SUPPLIED RECORDS:
>>
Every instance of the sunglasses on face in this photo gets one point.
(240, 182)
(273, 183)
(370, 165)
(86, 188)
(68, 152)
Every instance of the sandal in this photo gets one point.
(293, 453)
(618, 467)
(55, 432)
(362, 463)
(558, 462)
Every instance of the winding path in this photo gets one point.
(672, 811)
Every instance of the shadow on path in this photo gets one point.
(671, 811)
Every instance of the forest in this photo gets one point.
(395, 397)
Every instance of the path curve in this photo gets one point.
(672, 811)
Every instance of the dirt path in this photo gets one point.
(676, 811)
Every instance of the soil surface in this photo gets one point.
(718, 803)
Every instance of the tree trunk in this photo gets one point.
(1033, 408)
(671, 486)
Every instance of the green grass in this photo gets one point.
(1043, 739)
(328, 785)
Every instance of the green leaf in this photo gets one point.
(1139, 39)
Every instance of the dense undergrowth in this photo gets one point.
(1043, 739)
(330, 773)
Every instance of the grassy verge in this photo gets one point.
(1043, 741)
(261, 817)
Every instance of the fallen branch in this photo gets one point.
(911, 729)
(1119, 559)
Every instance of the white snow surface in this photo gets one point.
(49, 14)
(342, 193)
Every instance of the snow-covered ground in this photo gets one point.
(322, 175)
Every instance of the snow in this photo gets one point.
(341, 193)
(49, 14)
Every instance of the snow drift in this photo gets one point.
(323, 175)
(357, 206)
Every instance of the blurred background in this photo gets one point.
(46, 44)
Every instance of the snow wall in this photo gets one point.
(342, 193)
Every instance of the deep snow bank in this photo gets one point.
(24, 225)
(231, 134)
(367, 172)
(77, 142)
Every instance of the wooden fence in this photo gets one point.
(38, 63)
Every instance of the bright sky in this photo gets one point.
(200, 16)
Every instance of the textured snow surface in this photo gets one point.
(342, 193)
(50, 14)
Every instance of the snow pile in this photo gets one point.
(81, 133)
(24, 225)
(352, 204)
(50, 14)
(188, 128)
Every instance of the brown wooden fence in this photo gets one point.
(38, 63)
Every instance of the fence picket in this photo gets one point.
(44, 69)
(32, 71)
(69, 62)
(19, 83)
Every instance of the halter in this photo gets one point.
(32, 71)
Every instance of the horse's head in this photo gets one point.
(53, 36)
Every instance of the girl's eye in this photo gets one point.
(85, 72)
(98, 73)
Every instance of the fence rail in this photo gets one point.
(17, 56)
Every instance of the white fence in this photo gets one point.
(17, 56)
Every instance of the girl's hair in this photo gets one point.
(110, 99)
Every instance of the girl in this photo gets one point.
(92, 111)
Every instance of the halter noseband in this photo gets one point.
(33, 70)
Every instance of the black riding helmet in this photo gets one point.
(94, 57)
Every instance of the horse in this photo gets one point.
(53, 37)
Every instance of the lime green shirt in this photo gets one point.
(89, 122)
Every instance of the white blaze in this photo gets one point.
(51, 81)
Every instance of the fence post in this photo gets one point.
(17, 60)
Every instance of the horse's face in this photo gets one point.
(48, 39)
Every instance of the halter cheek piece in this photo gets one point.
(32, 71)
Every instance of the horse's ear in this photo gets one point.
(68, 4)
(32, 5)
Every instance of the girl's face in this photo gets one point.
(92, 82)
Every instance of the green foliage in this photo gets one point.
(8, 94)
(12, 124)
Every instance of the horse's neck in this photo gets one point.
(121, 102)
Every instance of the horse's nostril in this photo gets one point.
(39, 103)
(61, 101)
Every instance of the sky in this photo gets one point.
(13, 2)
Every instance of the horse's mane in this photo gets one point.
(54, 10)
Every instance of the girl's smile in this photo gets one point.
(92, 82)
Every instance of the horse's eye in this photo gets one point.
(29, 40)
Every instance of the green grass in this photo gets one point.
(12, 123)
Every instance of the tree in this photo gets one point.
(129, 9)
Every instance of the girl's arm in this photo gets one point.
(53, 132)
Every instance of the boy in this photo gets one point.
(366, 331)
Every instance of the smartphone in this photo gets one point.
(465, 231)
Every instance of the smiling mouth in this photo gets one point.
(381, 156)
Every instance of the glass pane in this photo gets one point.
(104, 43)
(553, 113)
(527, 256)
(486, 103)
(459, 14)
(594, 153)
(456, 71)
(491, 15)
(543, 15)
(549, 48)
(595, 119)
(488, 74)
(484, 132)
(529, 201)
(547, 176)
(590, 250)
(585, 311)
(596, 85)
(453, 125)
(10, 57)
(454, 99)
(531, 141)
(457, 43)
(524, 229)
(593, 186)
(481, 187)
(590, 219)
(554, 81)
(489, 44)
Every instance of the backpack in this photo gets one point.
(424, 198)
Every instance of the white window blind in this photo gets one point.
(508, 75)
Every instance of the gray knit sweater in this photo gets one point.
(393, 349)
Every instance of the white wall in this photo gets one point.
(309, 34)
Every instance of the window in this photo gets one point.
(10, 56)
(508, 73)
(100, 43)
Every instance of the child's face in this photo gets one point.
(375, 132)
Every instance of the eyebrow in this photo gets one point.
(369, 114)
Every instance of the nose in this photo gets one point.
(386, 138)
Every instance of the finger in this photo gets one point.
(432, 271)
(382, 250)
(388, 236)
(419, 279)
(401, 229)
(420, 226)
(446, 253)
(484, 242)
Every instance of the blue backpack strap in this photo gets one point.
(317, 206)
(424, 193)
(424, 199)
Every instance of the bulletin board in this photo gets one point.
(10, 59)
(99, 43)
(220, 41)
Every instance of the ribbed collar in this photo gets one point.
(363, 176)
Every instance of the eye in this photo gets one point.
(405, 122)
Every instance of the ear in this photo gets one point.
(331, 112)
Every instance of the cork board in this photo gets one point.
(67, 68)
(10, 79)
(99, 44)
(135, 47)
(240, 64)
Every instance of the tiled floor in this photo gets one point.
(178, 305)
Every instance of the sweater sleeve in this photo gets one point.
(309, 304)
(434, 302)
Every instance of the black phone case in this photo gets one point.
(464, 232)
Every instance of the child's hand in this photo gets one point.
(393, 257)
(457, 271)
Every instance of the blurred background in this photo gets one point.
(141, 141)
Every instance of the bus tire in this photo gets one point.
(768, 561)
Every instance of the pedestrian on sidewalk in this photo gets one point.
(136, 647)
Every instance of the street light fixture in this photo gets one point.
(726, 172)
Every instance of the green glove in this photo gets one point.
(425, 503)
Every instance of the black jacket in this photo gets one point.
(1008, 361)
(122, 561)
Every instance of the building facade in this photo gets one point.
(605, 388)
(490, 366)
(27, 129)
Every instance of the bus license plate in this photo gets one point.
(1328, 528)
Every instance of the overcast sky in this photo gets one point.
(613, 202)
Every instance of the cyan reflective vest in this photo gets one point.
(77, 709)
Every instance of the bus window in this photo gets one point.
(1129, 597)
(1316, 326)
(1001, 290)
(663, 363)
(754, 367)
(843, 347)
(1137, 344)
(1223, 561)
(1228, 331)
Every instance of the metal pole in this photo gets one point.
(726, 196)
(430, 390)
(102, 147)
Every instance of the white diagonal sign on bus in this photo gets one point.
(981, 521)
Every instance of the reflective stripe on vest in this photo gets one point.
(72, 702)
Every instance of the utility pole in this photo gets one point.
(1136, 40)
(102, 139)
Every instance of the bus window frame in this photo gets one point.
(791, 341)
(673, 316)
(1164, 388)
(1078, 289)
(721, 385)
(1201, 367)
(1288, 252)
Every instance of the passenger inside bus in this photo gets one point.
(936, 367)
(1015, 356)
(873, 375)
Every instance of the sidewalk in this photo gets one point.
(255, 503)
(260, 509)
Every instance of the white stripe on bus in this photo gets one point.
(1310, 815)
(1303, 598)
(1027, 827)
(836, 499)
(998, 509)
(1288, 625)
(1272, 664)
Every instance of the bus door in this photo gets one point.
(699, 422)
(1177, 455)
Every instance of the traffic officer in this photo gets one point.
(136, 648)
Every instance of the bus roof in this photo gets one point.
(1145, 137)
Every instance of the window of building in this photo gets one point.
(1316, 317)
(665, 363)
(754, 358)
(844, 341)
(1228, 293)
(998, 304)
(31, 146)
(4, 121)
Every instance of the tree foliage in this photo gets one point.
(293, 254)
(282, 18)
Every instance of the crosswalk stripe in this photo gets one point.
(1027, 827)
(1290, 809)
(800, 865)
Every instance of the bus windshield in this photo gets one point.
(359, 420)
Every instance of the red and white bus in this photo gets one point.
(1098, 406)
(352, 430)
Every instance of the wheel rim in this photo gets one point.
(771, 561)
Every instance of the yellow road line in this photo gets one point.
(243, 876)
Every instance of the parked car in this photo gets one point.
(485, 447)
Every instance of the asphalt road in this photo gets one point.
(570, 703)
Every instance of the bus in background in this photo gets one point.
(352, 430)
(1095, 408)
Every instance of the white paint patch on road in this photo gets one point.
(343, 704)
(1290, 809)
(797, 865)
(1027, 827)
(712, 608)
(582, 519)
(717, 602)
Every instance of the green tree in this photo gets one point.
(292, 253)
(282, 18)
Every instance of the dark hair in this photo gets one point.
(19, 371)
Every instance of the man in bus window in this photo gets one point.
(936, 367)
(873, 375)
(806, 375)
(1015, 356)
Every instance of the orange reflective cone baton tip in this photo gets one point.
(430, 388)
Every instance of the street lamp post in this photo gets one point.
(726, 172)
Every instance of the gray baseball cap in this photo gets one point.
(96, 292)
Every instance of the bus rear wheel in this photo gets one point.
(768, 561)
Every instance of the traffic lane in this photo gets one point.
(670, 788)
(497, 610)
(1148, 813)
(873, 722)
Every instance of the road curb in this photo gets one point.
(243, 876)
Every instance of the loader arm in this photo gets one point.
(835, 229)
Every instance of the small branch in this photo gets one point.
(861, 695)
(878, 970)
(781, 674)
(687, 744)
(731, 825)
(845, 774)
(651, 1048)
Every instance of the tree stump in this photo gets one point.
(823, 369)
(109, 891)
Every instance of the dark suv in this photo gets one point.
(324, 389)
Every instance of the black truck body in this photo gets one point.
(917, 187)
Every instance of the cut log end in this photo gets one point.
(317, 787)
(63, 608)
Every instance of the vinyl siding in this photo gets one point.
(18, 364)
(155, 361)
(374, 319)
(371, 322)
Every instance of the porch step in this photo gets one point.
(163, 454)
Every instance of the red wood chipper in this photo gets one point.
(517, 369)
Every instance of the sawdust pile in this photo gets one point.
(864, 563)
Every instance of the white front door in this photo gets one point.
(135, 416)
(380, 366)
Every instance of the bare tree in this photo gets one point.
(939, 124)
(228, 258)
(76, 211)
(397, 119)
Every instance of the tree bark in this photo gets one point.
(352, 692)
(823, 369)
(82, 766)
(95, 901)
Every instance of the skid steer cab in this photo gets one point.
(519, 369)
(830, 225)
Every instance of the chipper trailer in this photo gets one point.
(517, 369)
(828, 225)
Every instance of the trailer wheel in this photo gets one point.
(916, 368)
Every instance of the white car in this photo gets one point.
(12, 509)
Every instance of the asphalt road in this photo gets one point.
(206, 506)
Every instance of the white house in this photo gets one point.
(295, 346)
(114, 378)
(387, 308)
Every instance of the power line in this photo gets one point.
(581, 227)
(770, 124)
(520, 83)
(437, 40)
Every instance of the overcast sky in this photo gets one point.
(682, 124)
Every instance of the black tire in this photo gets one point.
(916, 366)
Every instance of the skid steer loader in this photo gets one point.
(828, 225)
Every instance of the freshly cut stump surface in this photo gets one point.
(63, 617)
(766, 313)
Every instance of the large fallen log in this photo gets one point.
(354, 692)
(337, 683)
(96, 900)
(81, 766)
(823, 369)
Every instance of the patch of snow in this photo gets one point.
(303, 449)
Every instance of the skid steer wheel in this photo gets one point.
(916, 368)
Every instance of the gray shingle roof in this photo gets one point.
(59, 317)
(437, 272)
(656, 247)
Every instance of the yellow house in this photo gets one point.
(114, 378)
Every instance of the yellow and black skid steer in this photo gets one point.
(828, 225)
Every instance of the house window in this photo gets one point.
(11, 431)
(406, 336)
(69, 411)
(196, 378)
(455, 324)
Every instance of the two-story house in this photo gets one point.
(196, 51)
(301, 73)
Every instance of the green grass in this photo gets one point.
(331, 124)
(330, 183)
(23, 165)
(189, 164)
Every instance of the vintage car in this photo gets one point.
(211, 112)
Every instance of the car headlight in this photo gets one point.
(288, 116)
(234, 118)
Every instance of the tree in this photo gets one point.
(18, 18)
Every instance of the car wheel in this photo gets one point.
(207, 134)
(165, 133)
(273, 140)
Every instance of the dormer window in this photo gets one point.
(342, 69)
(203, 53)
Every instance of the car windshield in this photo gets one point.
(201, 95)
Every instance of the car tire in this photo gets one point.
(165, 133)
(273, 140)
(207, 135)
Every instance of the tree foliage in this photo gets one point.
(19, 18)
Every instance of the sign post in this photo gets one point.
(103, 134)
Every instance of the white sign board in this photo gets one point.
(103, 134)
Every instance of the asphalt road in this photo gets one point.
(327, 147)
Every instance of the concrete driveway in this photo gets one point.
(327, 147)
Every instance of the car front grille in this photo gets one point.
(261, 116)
<<
THE PROBLEM:
Please rewrite the records from the line containing "Every instance of the car tire" through the end, substituting "paved street" for "asphalt road" and leaving everything else unchanged.

TASK SOLUTION:
Every instance of the car tire in this photo gets one point.
(165, 133)
(273, 140)
(207, 135)
Every instance of the tree foliage in this photo gets one point.
(19, 18)
Every instance of the sign post in this photo gets one point.
(103, 134)
Every instance of the white sign board in this photo gets one point.
(103, 134)
Every instance of the paved street in this photo gets one point.
(327, 147)
Every instance of the concrete driveway in this photo gets one point.
(327, 147)
Every instance of the car front grille in this photo gets one point.
(261, 116)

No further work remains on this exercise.